**READING PASSAGE**
↓↓↓

Choosing the Right Plant Materials

Consideration of the origin and genetic diversity of planting stock can be one of the most important decisions in a restoration project.

Seed zones and plant movement guidelines are used to help determine which plant materials would be best adapted to the climate and environment of a particular planting site.

Developing seed zones is a slow process, involving the measurement and analysis of plant traits over several years in a common garden study. Seed zones have been developed for many important forest tree species, but guidelines are generally lacking for other native species, especially grasses and forbs.

In the western regions of the Forest Service, where climates and environments tend to be extremely variable, research studies are underway to develop seed zones for a number of important restoration species, including mountain brome, bluebunch wheatgrass, prairie junegrass, Indian ricegrass, lupine, and others.

For additional information, see:

In the absence of seed zones derived from studies of adaptive genetic variation, provisional seed zones for native plants have been developed based on climate data.

Seed Zone Mapper

The Seed Zone Mapper is a new mapping application that allows end-users to easily view and download data on provisional seed zones for use in plant material development and gene conservation and restoration activities. Species-specific seed zones from common garden studies are also available. The Seed Zone Mapper contains a rich collection of background maps and ancillary layers (boundaries, etc.) in addition to the seed zone layers. More seed zones will be added as they become available.

↑↑↑

(Collected data entries)

↓↓↓

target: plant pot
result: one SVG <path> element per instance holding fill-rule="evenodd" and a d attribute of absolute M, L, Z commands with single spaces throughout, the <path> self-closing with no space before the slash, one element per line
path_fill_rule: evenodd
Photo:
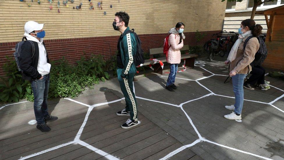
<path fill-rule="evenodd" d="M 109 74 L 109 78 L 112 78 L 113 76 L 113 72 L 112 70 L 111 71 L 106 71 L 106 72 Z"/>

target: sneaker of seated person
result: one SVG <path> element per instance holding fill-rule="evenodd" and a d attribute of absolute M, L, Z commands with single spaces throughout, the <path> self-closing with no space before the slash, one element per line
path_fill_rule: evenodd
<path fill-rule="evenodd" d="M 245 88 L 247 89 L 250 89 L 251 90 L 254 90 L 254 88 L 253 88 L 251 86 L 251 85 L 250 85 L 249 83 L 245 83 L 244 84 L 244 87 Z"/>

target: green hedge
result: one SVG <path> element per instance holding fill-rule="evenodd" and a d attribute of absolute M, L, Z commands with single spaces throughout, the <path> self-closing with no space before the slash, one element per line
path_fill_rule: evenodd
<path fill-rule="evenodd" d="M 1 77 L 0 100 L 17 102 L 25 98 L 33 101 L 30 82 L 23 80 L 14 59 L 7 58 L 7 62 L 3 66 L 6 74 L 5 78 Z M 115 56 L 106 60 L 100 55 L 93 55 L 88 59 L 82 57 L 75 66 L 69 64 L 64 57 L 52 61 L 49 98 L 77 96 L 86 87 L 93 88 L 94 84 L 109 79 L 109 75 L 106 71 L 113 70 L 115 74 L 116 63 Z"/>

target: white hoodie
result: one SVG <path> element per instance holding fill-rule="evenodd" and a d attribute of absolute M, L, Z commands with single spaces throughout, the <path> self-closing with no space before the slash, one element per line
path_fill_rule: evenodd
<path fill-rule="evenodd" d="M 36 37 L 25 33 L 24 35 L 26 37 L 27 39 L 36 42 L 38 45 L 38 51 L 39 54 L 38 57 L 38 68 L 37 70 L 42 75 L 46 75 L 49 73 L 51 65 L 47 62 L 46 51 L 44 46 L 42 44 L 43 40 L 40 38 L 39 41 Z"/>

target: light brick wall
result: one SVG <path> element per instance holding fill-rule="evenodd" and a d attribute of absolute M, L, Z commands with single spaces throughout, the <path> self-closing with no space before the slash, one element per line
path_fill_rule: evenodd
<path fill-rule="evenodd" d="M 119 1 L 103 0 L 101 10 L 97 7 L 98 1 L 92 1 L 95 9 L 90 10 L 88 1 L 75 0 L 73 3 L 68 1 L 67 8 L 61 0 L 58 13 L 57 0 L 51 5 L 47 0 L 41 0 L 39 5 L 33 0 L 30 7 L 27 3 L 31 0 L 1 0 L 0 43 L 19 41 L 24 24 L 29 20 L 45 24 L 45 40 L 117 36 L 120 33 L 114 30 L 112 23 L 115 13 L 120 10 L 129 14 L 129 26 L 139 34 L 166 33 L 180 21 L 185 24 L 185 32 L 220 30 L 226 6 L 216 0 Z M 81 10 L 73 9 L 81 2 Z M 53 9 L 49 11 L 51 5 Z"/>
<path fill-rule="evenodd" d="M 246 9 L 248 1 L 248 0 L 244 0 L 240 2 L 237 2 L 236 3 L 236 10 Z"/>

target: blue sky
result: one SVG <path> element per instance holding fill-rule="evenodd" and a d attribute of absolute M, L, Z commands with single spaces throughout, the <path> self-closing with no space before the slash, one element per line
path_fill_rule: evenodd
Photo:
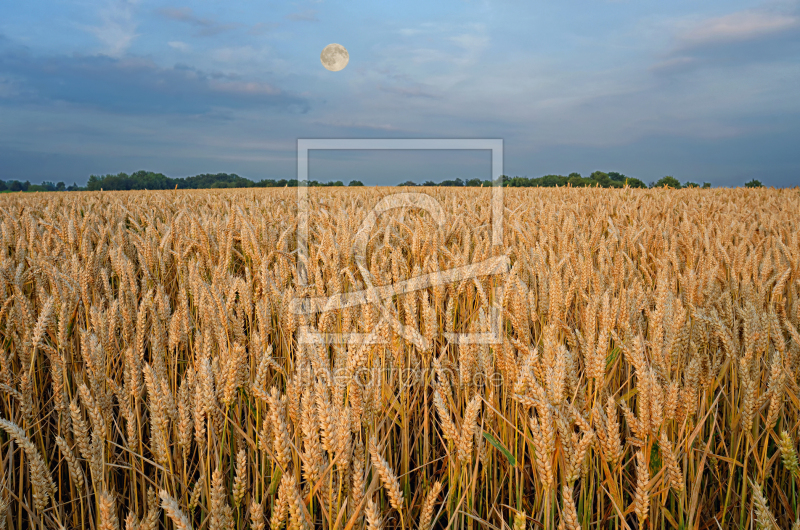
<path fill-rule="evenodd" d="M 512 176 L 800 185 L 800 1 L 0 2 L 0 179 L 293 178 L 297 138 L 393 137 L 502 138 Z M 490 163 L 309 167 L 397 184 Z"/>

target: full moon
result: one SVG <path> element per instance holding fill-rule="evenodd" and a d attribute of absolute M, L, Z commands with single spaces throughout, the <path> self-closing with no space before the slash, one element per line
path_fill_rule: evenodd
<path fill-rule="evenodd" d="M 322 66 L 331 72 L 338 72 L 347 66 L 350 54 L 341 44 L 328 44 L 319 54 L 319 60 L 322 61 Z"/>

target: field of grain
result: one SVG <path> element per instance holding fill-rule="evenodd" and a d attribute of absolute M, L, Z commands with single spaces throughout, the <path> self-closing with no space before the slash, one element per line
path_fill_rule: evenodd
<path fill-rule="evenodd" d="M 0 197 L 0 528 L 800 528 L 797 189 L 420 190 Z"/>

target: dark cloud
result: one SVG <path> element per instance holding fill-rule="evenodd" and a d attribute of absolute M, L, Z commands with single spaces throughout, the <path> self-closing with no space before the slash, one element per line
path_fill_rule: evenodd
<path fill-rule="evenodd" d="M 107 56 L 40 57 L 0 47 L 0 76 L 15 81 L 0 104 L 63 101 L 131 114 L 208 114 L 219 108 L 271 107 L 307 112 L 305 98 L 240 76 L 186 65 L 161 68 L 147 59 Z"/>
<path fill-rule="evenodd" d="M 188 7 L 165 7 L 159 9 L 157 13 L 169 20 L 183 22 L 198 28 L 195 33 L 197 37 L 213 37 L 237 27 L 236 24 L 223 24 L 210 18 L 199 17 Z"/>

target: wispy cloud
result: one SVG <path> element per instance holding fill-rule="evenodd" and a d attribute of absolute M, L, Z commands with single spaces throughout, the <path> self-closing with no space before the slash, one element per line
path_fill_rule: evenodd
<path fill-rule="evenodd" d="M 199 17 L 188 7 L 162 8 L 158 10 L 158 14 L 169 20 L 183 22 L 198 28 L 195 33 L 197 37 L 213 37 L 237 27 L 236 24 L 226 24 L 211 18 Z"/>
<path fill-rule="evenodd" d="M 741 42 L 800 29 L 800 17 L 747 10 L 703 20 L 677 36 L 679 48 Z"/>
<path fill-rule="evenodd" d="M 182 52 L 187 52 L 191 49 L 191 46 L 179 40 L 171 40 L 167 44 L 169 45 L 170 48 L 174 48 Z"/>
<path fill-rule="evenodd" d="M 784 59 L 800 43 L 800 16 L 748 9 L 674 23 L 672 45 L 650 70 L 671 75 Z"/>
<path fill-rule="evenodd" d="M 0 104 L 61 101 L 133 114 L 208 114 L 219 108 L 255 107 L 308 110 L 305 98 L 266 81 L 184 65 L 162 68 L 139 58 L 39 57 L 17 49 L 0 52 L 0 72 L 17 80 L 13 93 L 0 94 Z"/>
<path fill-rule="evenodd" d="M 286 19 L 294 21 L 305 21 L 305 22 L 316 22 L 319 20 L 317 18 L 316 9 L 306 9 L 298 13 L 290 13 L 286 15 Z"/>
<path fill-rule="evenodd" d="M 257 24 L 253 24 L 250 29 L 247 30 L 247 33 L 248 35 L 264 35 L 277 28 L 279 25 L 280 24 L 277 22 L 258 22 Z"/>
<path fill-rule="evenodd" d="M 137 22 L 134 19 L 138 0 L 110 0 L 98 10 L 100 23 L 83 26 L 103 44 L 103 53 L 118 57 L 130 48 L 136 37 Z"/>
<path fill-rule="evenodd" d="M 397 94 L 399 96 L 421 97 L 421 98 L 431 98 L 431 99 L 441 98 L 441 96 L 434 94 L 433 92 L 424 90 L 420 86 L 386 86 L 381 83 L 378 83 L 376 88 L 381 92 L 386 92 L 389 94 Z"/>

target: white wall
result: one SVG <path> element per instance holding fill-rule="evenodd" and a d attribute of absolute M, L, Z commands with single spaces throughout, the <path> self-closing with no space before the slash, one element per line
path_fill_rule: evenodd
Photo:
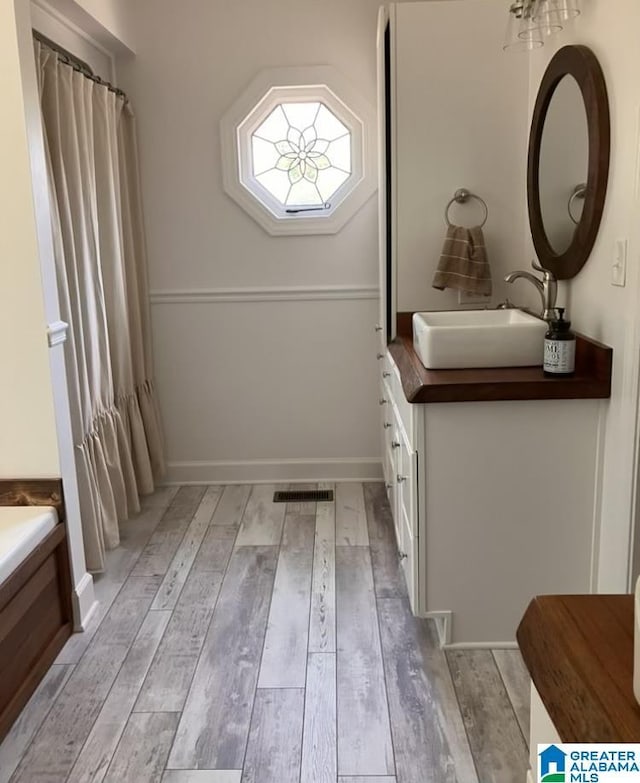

↑↑↑

**REQUIRED WORK**
1. List every restoration species the passage on choosing plant materials names as the subject of seed zone research in the western regions of the Forest Service.
2. Transcribe the stretch of the passage on choosing plant materials from "Seed zones and" through "grasses and forbs.".
3. Answer these questions from the passage on choosing plant materials:
(a) In what kind of study are plant traits measured and analyzed over several years to develop seed zones?
(b) On what data are provisional seed zones for native plants based?
(c) Besides the seed zone layers, what does the Seed Zone Mapper contain?

**ANSWER LIST**
1.
mountain brome
bluebunch wheatgrass
prairie junegrass
Indian ricegrass
lupine

2.
Seed zones and plant movement guidelines are used to help determine which plant materials would be best adapted to the climate and environment of a particular planting site.

Developing seed zones is a slow process, involving the measurement and analysis of plant traits over several years in a common garden study. Seed zones have been developed for many important forest tree species, but guidelines are generally lacking for other native species, especially grasses and forbs.

3.
(a) A common garden study.
(b) Climate data.
(c) A rich collection of background maps and ancillary layers (boundaries, etc.).